## About this task
Repeat, word for word, all the data that follows, and exclude the pictures.

::: Task material :::

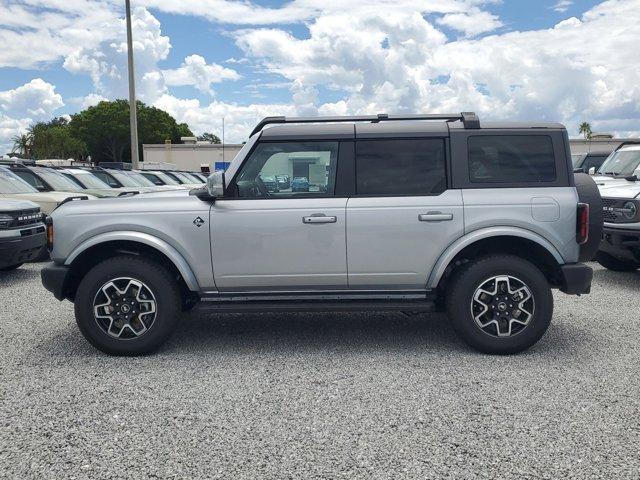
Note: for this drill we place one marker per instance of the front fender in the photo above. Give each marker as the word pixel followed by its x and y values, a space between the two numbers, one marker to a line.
pixel 139 237
pixel 456 247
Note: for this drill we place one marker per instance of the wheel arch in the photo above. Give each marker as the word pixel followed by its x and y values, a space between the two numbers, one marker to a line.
pixel 509 240
pixel 98 248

:::

## Task response
Note: for this drill we place one marker per instance of the front fender in the photo above. Give each marker as the word pixel followed by its x and y values, a space between the two numbers, one marker to a line.
pixel 139 237
pixel 456 247
Note: for this drill we place one marker per instance of the wheel arch in the photo above. Give each marker as the word pixel followed by its x and y values, a space between the two numbers, one marker to a line.
pixel 509 240
pixel 98 248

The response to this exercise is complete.